→ Your goal: Write out only the opening lines of the entries, through the line with "I would be grateful if you could spot the glass".
Extracted data: Begin
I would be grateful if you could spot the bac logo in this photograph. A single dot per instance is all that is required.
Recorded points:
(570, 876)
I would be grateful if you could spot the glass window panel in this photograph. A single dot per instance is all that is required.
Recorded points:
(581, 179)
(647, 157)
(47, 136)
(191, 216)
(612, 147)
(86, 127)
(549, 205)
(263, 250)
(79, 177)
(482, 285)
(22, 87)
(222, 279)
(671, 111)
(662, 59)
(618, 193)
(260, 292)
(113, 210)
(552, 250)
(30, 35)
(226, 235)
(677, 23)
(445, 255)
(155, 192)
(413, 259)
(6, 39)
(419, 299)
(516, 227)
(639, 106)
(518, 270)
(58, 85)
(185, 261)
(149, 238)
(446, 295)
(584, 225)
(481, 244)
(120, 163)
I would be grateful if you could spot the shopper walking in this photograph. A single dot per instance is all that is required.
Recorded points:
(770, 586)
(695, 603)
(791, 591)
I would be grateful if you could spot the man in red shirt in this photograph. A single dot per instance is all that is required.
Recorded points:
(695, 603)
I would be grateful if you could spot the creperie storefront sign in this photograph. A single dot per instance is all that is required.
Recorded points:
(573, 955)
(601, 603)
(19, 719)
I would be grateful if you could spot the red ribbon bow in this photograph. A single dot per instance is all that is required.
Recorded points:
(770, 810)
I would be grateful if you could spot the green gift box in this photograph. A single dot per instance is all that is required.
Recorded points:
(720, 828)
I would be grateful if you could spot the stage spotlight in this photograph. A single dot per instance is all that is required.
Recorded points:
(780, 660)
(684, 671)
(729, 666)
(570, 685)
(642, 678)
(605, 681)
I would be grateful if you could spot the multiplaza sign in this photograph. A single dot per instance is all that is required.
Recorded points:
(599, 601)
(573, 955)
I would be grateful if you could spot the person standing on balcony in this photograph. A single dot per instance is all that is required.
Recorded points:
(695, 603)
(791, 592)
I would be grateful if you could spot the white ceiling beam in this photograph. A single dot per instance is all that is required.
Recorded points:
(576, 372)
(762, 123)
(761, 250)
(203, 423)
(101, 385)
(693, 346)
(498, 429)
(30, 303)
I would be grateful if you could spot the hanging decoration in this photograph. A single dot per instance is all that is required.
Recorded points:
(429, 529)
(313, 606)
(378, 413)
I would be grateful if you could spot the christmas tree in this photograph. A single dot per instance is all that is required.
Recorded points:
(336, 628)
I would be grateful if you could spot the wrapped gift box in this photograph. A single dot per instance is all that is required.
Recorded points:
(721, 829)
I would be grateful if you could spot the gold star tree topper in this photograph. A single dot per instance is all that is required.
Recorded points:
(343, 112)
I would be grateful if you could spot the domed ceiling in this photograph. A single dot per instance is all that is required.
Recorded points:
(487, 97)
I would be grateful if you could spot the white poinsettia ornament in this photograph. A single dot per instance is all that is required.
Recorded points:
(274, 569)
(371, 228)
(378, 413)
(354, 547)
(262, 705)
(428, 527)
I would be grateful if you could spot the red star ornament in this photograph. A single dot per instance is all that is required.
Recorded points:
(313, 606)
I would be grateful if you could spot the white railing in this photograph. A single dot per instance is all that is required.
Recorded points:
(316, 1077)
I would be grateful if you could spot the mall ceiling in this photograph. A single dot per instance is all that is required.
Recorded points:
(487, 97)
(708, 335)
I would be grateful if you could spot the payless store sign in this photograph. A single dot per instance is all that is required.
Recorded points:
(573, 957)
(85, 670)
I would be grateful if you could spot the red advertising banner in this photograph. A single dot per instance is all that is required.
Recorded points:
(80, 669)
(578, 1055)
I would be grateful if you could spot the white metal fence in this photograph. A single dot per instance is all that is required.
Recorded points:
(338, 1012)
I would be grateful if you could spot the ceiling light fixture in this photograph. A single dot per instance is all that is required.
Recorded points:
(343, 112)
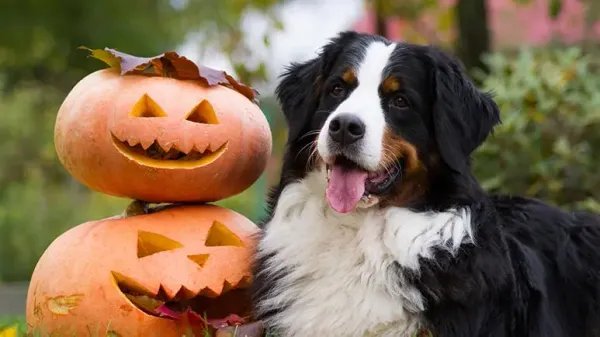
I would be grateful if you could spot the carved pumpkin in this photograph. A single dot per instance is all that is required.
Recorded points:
(127, 276)
(160, 139)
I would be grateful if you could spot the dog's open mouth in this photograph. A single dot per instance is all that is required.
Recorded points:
(348, 184)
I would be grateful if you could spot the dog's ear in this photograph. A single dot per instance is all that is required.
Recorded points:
(463, 116)
(298, 93)
(300, 86)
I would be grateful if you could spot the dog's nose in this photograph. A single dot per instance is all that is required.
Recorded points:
(346, 129)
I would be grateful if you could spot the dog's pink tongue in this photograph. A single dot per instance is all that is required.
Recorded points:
(346, 187)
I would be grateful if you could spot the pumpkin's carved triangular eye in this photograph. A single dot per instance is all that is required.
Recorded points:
(203, 113)
(147, 107)
(199, 259)
(220, 235)
(151, 243)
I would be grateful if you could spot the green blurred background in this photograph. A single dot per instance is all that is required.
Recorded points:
(548, 87)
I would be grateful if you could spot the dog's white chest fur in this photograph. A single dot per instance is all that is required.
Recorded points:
(340, 271)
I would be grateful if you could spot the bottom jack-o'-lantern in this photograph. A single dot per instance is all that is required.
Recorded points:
(179, 271)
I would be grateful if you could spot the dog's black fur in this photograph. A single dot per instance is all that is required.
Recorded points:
(534, 270)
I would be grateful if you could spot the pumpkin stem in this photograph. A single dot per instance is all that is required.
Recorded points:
(136, 207)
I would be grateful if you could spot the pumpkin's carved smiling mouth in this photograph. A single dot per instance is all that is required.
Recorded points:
(156, 155)
(205, 305)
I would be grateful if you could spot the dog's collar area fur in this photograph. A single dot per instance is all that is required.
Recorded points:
(342, 274)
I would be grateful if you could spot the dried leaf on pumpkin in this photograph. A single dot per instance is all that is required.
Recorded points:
(170, 64)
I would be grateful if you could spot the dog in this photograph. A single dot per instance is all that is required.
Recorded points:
(378, 227)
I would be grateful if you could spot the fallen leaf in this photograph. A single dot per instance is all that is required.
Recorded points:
(170, 64)
(254, 329)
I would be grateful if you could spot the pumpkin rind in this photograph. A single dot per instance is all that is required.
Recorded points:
(74, 288)
(100, 126)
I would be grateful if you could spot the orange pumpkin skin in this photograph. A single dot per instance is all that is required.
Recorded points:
(113, 133)
(78, 284)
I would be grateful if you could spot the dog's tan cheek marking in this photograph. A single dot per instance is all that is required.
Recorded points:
(414, 182)
(391, 84)
(349, 76)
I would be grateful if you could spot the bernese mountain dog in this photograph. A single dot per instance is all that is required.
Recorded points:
(378, 226)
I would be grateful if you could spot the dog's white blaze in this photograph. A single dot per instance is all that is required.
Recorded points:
(365, 103)
(339, 270)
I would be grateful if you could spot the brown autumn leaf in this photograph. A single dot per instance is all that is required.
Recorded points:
(170, 64)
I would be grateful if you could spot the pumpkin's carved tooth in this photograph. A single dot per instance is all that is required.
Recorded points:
(185, 147)
(184, 294)
(166, 146)
(214, 148)
(226, 287)
(146, 143)
(119, 134)
(207, 292)
(200, 148)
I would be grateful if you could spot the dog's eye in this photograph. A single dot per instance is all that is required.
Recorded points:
(399, 102)
(338, 90)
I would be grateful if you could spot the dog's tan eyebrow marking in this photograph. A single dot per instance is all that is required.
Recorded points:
(391, 84)
(349, 76)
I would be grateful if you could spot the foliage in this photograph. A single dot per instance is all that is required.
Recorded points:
(549, 144)
(8, 324)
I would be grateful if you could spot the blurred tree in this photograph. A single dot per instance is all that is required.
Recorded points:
(473, 32)
(43, 36)
(549, 143)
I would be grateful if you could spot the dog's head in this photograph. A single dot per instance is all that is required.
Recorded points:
(386, 119)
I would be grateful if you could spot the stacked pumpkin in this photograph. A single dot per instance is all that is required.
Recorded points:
(181, 135)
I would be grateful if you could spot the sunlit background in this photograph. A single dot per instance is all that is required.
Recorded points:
(540, 57)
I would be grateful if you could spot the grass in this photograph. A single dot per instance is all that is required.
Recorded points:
(9, 321)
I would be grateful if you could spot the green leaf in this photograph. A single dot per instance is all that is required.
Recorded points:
(555, 7)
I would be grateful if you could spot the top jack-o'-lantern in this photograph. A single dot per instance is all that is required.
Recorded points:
(179, 133)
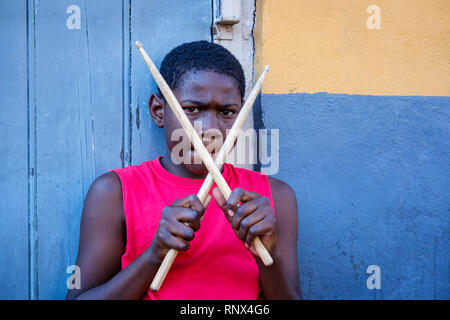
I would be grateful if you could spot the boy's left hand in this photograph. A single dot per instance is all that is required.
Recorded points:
(254, 217)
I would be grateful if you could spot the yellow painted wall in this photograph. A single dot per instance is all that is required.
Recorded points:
(325, 46)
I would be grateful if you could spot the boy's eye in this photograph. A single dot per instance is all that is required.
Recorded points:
(191, 109)
(227, 112)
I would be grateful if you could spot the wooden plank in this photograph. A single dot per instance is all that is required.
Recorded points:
(14, 270)
(159, 26)
(79, 124)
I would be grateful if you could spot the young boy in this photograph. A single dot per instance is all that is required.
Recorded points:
(133, 216)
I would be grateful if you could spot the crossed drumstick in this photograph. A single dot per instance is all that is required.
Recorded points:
(213, 167)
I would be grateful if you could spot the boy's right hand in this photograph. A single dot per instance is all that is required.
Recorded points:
(177, 227)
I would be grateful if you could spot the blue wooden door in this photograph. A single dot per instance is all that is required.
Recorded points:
(74, 94)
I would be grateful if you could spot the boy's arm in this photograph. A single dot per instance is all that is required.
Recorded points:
(255, 217)
(285, 267)
(103, 238)
(102, 243)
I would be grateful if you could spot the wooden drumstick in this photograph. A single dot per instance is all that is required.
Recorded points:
(197, 143)
(207, 184)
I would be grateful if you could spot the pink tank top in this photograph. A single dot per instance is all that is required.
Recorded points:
(217, 265)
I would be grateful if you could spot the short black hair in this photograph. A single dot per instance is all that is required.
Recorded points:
(201, 56)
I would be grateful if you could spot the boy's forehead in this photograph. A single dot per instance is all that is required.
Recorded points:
(206, 83)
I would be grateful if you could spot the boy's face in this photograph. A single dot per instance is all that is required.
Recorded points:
(211, 102)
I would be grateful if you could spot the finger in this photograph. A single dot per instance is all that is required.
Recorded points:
(219, 198)
(262, 228)
(172, 242)
(189, 216)
(248, 222)
(239, 195)
(205, 205)
(241, 212)
(191, 201)
(182, 230)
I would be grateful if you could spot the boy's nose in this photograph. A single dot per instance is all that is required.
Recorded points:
(209, 129)
(209, 121)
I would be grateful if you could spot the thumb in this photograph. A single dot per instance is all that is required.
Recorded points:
(221, 202)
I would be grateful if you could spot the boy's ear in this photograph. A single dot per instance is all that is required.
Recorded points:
(156, 108)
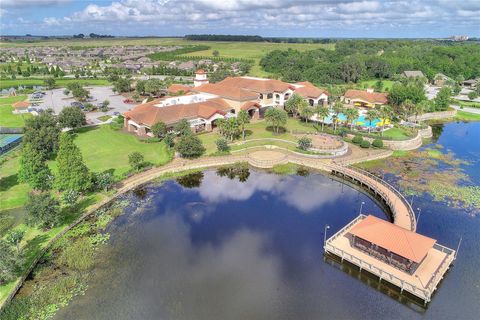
Extracted data: End
→ Answer below:
I would be grateful if you could spot the bac logo in this photograph. A single dot per instance is all that is required.
Recorded points:
(570, 876)
I would be grateful if you could spot the glass window panel in this photograph. A single dot per instance is all that is required.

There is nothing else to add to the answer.